* [Requirement]: Set out the lines from the line with "Select each thick smoke cloud shown." up to and including the line with "[18,0,1200,374]" as a two-column CSV headed instruction and coordinates. Give one row per instruction, with each field quoted and any line breaks inside it replaced by spaces.
──────── Recorded information
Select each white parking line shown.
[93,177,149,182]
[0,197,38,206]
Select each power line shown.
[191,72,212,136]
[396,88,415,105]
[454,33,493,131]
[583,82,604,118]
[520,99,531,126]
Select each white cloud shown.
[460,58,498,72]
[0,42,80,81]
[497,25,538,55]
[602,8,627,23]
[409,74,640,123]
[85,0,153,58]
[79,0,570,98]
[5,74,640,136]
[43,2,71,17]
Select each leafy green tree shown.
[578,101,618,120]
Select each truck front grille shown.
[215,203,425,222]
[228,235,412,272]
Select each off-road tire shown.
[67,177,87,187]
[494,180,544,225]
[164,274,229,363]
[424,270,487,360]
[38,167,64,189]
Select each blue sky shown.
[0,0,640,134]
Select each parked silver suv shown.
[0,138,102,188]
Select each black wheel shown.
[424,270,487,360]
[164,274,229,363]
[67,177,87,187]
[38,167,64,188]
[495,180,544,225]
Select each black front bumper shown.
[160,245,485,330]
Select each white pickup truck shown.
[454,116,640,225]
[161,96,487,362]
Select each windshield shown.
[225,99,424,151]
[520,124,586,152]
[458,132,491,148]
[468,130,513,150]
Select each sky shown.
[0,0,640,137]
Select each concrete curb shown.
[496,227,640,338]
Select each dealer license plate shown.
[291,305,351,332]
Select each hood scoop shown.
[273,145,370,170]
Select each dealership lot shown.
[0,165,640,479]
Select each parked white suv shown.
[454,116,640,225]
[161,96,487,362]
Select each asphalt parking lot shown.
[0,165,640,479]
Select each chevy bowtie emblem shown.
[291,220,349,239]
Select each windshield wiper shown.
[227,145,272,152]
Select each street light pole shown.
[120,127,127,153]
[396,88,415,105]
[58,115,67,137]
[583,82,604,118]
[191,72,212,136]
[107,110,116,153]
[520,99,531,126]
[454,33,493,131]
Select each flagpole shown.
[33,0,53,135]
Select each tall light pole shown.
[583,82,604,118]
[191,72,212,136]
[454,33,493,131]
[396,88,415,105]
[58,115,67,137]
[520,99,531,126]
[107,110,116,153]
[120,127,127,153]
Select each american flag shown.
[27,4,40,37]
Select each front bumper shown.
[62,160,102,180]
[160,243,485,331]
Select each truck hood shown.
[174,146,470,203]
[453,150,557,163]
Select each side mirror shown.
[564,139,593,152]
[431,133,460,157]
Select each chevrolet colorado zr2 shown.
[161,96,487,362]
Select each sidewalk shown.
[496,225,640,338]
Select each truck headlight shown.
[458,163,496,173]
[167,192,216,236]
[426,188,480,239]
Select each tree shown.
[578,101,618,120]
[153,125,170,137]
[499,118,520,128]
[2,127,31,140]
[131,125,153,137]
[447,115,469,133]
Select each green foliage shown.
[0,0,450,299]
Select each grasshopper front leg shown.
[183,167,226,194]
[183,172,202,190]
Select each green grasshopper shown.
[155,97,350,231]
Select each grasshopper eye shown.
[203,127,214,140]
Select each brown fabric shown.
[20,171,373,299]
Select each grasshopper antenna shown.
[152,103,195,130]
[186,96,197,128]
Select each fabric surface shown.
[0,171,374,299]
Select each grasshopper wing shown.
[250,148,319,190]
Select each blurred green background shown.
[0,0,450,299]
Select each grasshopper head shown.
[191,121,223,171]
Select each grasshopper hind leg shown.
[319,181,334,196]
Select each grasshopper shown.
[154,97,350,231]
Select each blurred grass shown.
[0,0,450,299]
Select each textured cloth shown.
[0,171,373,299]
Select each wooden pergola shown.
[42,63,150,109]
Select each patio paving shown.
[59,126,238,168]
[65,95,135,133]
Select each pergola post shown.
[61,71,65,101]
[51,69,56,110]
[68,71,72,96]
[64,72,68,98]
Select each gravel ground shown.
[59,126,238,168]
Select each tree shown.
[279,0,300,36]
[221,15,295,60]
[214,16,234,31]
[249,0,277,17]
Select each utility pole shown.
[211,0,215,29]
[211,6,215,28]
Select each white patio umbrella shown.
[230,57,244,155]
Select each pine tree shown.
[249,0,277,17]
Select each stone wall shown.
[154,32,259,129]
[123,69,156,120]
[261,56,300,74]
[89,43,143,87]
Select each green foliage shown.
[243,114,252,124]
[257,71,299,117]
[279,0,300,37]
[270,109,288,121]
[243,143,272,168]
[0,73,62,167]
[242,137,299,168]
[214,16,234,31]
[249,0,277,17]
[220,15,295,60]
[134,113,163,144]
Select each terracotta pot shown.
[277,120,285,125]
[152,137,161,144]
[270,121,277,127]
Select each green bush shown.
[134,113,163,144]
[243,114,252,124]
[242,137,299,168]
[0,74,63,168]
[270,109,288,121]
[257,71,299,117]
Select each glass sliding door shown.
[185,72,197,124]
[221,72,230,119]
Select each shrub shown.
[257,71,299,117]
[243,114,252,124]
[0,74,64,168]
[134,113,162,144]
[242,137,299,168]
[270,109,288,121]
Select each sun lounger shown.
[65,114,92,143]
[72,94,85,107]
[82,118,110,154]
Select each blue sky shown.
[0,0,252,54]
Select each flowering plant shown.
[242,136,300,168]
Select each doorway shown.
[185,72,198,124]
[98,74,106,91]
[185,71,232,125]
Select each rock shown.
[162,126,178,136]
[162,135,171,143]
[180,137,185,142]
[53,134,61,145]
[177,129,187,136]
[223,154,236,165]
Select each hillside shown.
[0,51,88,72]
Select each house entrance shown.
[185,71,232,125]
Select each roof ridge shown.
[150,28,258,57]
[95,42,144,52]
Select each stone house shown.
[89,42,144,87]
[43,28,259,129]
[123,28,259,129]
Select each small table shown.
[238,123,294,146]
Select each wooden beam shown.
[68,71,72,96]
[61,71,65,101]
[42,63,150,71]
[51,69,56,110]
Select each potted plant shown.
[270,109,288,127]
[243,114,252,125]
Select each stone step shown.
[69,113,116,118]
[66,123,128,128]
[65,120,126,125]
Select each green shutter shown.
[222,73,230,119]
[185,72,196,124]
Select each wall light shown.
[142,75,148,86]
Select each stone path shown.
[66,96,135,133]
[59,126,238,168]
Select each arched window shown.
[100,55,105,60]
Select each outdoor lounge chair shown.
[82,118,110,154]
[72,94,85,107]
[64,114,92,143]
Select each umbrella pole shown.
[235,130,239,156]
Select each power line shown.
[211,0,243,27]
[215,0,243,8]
────────────────
──────── Recorded information
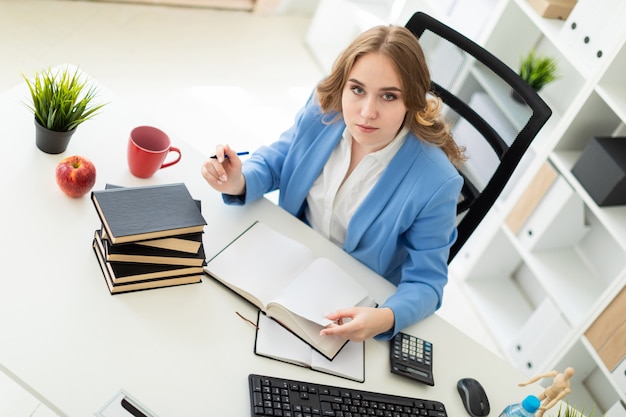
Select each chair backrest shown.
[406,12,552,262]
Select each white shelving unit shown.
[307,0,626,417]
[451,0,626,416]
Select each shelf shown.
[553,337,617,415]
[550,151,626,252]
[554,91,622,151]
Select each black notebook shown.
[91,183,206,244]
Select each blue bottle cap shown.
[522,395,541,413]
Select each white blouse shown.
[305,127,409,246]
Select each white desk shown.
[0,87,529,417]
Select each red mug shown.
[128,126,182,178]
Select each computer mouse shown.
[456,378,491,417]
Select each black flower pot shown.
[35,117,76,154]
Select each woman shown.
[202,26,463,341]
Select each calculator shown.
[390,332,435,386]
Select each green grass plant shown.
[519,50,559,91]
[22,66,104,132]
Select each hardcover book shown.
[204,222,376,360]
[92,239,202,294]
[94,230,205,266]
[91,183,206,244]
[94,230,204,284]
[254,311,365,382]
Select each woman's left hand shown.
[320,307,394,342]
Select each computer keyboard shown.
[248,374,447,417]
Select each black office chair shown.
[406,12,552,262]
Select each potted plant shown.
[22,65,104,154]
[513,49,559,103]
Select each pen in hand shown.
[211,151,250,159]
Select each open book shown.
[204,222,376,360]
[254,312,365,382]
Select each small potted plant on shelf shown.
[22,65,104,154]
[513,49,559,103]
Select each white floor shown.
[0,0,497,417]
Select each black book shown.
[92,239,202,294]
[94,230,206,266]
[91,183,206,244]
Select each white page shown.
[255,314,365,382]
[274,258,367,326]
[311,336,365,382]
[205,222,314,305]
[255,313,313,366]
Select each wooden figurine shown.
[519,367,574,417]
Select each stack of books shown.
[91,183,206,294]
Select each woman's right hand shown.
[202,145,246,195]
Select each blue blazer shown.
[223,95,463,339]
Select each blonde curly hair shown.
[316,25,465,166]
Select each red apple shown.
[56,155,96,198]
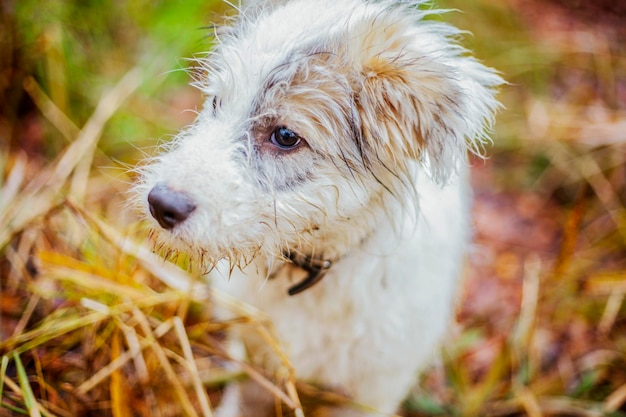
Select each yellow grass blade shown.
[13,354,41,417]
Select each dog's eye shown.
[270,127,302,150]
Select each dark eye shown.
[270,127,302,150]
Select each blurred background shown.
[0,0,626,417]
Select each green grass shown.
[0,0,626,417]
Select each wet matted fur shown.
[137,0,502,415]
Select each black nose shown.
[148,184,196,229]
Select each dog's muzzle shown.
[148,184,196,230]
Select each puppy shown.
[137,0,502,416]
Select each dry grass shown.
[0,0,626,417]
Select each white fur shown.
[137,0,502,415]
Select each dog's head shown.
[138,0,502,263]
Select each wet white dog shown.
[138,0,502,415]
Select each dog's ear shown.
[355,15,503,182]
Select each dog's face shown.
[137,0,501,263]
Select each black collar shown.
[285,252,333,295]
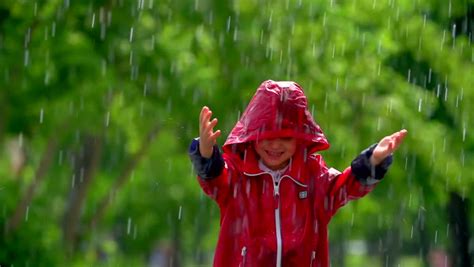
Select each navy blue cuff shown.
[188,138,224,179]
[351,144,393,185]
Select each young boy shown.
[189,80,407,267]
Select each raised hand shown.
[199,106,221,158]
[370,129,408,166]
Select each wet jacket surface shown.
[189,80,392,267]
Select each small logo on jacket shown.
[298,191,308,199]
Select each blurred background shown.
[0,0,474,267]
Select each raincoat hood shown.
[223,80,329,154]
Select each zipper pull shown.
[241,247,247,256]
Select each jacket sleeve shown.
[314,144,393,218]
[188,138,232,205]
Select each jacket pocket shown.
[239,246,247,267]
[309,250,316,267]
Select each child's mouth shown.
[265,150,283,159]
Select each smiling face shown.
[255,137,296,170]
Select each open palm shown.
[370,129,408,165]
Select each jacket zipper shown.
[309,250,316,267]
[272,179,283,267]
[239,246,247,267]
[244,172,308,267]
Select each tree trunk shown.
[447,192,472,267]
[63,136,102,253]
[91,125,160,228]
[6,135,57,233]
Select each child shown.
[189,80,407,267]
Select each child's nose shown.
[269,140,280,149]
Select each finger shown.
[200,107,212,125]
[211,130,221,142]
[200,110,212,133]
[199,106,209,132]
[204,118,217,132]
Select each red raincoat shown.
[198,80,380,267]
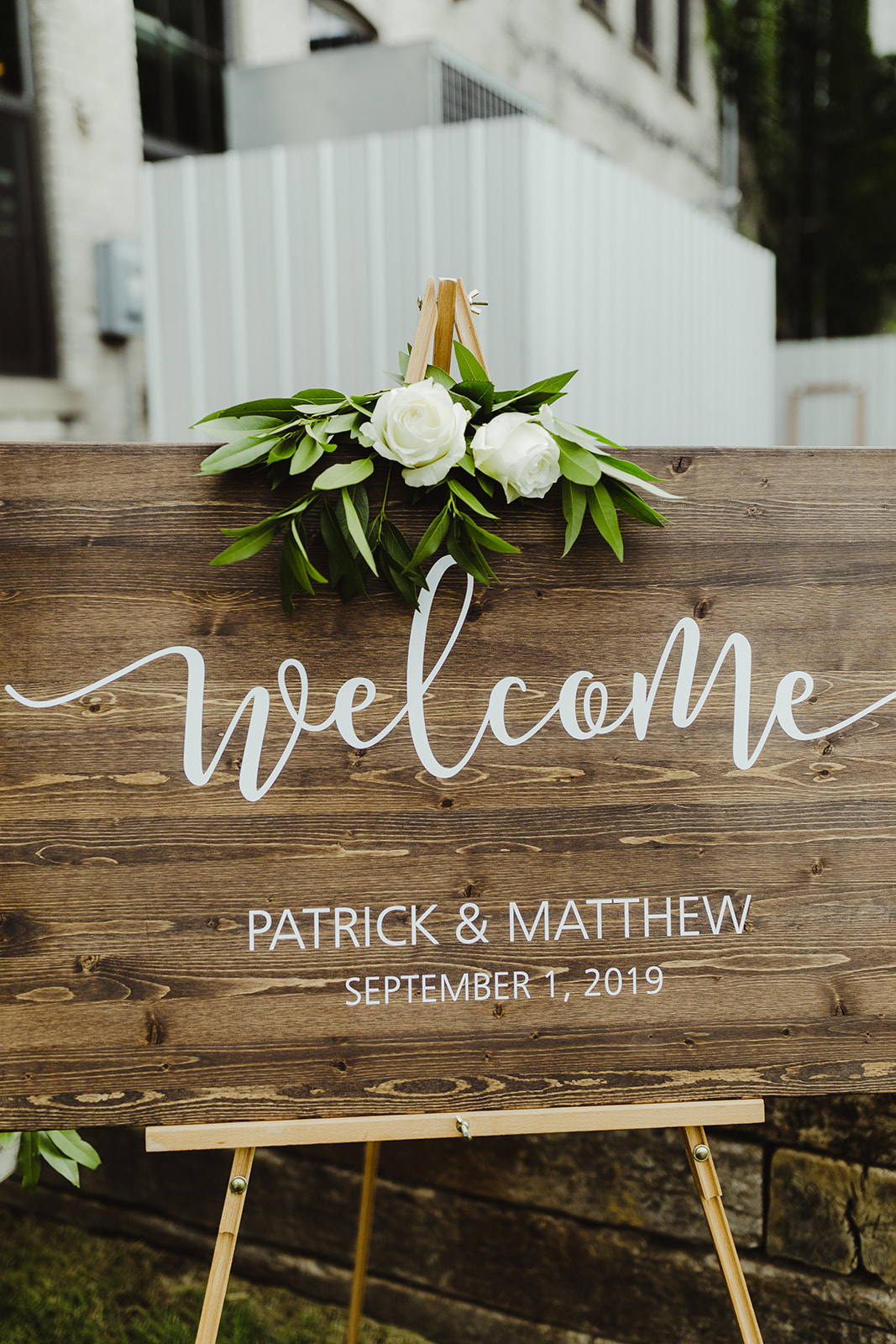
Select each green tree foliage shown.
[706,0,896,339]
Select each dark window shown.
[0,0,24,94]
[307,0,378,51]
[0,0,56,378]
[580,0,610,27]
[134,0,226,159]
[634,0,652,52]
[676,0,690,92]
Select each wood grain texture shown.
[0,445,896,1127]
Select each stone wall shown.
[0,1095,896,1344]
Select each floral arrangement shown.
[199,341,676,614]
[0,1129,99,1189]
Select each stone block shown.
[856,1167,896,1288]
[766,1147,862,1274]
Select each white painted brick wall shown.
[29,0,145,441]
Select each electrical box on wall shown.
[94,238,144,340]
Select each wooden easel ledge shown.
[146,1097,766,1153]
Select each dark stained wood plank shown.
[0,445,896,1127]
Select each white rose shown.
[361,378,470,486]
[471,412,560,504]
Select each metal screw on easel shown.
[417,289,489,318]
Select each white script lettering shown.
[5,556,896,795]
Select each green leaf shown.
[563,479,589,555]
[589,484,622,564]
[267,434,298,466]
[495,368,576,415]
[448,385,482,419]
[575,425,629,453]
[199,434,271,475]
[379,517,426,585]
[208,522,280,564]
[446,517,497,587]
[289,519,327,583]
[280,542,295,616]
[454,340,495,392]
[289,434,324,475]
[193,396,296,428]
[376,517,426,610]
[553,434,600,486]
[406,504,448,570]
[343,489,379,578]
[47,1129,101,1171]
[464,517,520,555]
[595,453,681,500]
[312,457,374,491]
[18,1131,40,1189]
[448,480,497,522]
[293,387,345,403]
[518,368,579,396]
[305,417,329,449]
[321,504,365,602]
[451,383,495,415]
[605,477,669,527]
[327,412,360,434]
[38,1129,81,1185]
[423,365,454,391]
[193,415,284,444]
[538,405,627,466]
────────────────
──────── Recorded information
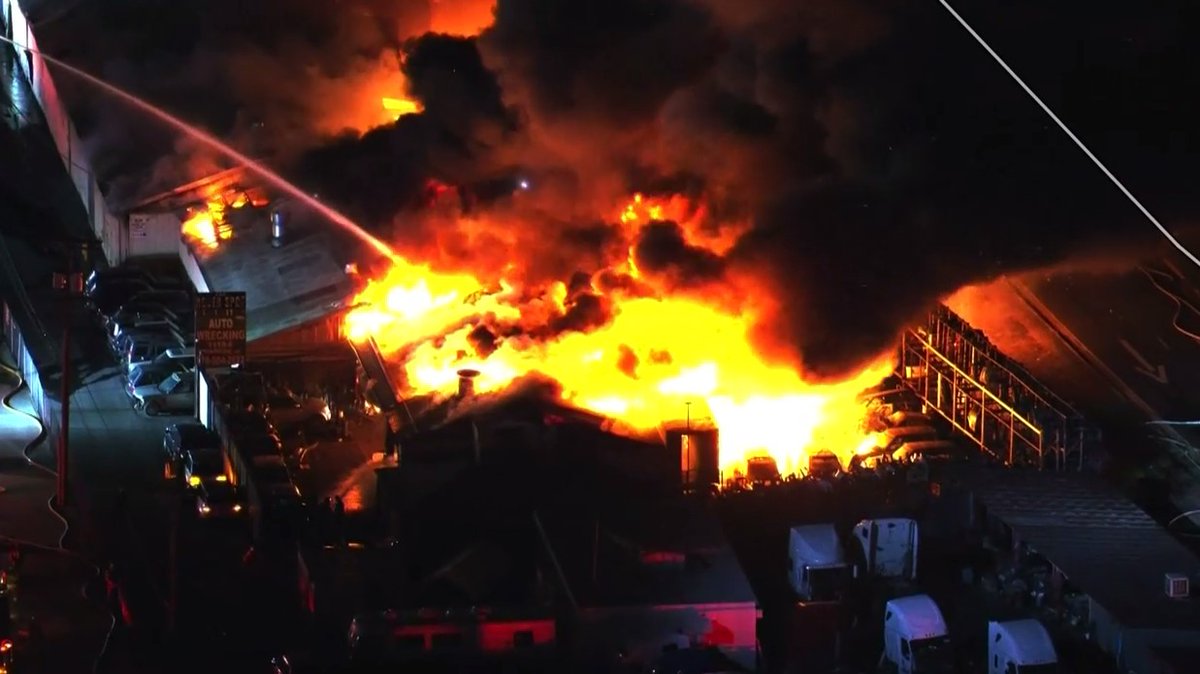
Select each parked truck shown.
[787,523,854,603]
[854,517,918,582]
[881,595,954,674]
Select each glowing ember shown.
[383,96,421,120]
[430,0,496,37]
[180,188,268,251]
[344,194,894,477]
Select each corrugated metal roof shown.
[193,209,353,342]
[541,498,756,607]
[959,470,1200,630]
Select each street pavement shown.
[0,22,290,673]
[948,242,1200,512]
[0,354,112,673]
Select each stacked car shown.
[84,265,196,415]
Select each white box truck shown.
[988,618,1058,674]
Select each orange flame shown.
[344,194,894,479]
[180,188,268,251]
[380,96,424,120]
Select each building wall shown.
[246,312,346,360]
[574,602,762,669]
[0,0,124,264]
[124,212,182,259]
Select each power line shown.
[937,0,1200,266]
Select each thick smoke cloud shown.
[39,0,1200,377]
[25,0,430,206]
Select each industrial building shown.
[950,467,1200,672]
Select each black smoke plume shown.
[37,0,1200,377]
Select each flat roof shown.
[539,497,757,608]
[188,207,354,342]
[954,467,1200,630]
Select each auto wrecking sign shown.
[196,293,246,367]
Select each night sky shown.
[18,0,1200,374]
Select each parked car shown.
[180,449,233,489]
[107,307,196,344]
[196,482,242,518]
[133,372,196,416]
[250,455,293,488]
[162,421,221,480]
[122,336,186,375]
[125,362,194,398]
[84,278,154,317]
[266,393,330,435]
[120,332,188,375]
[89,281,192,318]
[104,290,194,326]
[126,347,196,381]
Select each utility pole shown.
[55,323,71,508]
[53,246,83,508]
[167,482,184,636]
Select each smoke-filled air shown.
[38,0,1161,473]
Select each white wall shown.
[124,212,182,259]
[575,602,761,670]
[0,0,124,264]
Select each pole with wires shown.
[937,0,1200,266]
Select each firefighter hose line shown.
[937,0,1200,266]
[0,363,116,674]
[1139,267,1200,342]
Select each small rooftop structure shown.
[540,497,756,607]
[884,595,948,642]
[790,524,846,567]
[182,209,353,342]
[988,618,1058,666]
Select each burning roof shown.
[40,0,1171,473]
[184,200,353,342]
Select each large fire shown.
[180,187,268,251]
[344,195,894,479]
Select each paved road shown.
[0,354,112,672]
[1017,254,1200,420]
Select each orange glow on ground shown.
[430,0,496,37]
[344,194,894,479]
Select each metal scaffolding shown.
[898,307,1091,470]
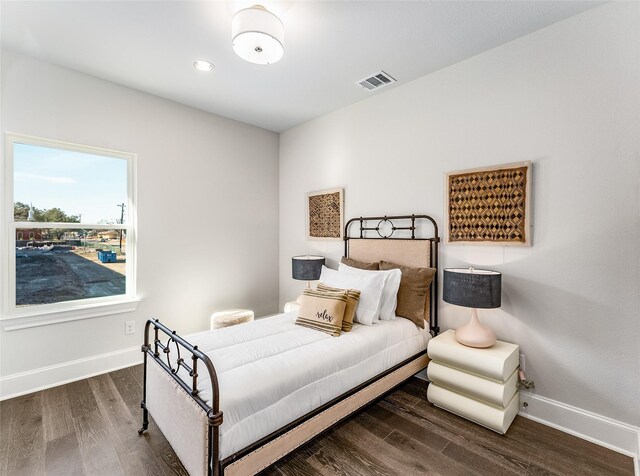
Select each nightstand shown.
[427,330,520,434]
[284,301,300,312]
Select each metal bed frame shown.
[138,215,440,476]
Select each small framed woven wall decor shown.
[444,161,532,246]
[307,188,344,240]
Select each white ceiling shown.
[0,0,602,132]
────────────────
* [Result for this exercise]:
instruction,coordinates
"Select each thick smoke cloud shown.","[39,0,1200,377] [25,0,430,206]"
"Select each industrial building shown.","[950,467,1200,672]"
"Select each black smoke plume shown.","[37,0,1200,377]"
"Select each flat roof shown.","[539,497,757,608] [188,207,354,342] [954,467,1200,630]"
"Select each auto wrecking sign shown.","[196,293,246,367]"
"Select each night sky shown.","[18,0,1200,374]"